--- start Records to use ---

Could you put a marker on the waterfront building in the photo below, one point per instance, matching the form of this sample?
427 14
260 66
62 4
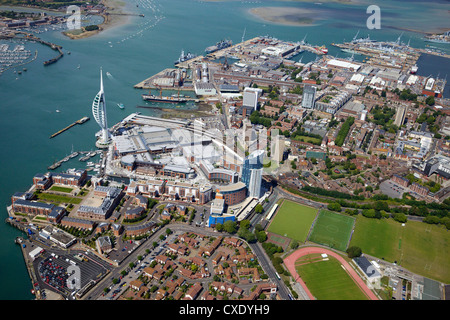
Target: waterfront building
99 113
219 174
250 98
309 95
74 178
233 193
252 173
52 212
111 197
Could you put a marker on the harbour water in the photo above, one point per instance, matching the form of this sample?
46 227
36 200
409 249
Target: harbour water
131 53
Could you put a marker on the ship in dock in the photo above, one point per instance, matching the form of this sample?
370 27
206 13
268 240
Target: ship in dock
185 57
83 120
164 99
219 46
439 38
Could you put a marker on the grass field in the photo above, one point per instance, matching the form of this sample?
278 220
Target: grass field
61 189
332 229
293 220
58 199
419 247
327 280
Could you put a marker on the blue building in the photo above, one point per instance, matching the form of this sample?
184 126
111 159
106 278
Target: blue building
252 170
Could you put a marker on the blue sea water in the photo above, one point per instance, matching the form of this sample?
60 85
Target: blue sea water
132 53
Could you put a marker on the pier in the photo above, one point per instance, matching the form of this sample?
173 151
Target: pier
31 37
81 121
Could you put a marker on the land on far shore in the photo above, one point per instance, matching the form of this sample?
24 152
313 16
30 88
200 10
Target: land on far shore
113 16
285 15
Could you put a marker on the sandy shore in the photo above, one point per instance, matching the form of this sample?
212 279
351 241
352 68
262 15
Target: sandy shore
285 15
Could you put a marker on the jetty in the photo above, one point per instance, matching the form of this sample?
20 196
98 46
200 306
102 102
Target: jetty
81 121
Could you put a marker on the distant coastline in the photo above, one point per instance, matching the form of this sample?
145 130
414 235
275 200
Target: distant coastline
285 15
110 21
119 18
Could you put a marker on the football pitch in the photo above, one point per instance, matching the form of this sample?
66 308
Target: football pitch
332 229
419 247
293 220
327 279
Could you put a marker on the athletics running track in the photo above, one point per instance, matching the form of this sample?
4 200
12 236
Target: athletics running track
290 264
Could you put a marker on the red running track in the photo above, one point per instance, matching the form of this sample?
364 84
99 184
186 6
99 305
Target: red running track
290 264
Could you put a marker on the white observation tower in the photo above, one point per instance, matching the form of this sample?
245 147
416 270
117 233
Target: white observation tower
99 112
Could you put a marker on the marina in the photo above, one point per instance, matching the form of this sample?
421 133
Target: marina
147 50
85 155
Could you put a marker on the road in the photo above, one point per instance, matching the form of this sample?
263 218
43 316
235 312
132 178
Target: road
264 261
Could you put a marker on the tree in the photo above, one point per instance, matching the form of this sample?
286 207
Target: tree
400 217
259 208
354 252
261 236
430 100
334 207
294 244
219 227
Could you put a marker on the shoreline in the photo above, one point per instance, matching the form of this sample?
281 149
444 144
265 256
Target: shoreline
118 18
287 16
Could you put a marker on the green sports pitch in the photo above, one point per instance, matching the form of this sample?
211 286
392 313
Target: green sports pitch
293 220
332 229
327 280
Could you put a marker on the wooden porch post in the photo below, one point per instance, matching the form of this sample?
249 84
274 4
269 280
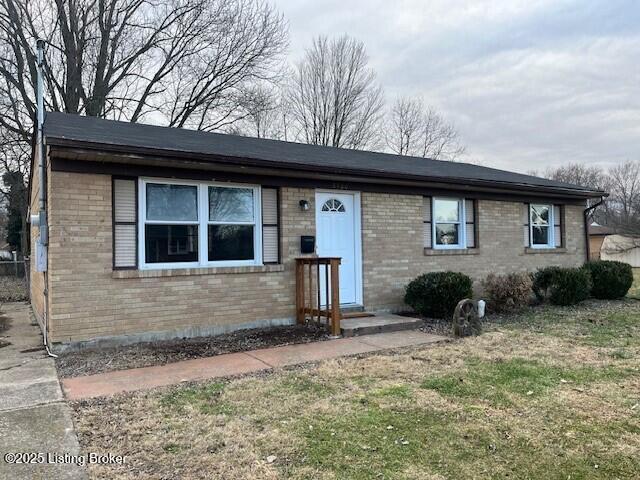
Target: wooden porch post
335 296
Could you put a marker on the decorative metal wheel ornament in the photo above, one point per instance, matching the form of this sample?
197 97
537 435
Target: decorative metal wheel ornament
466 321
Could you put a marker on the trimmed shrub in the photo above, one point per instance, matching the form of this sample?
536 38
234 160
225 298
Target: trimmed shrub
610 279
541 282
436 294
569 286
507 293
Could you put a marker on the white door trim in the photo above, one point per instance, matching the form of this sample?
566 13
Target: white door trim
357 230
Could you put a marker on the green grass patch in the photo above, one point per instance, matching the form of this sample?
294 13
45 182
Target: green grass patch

--- end Records to use ---

(Written problem)
Starting with the line that contains "Could you put a marker on the green grass" and going on through the end of the items, rewrite those lines with "green grass patch" replaced by "lawn area" and everything else unchanged.

(Correct result)
Could you put a marker on the lawn area in the photo above, one point per instance, matching the form of this sample?
294 13
45 182
Target: lawn area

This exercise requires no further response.